------ 文書抜粋

《第45回東京モーターショー2017 アウディ プレスブリーフィング》
アウディ ジャパン株式会社 代表取締役社長 斎藤 徹によるプレゼンテーション
皆さま、おはようございます。本日は、東京モーターショーアウディブースにお越しいただき、誠に有難うございます。今年のモーターショーのテーマは、「Beyond the motor」ですが、まさに、前回のモーターショーからわずか2年の間に、1世紀以上にわたる自動車の概念を大きく変えるような変化が、目の前で起こっていると感じます。
エンジンからモーターへ、というパワートレインの電動化はもちろんのこと、最近のコネクティビティーや自動運転技術の目覚ましい進化は、私たちが長年親しんできた自動車に根本的な変化をもたらすことが明らかになってきました。
確かに、自動運転は、自動車の意味そのものを変えてしまうような進化です。クルマのシステムが人間に代わって運転という行為を引き受け、リアルタイムでクラウドと通信しながら、決してクラッシュすることなく、常に最も効率のよいルートで運転を行う。かつてはサイエンスフィクションの世界と思われていたオートパイロットが、2020年代のうちにも実現することが予見されています。
コンピューターの運転は、まだまだ信用できない、という慎重な方もいらっしゃるでしょう。ドライバーがいて、アクセルやハンドルを人が操作してこそ、クルマであるという自動車ファンも少なくありません。アウディは、もちろん、そうしたクルマを運転する行為の意味や愉しみを否定するものではなく、完全自動運転の時代になっても、操る楽しさのあるスポーティなクルマを作り続けるつもりです。
今回出展している新型Audi A8は、世界で初めてレベル3の自動運転システムを可能にしたクルマですが、自動運転に対するアウディの考えを少しお話ししたいと思います。まず、レベル3、レベル4といった定義は、あくまで技術的なカテゴリー分けであり、重要なのは、ユーザーにどういったメリットがあるのか、その使用形態だということです。

------------
------ データ行

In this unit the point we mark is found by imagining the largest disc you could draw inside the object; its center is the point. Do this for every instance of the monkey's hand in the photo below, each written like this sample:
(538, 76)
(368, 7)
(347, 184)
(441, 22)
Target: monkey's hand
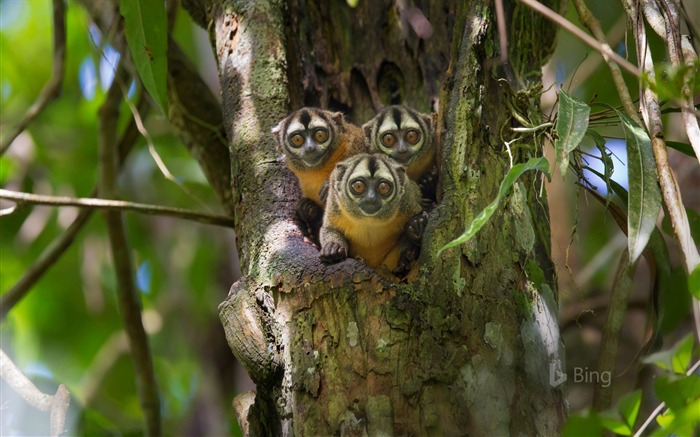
(308, 219)
(308, 211)
(415, 227)
(323, 192)
(409, 253)
(333, 252)
(428, 184)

------------

文書抜粋をもとに、次の問いに答えてください。
(a) 今年のモーターショーのテーマは何ですか。
(b) オートパイロットはいつごろ実現すると予見されていますか。
(c) 新型Audi A8は、世界で初めて何を可能にしたクルマですか。

● この課題への回答
(a) 「Beyond the motor」です。
(b) 2020年代のうちにも実現すると予見されています。
(c) レベル3の自動運転システムを可能にしたクルマです。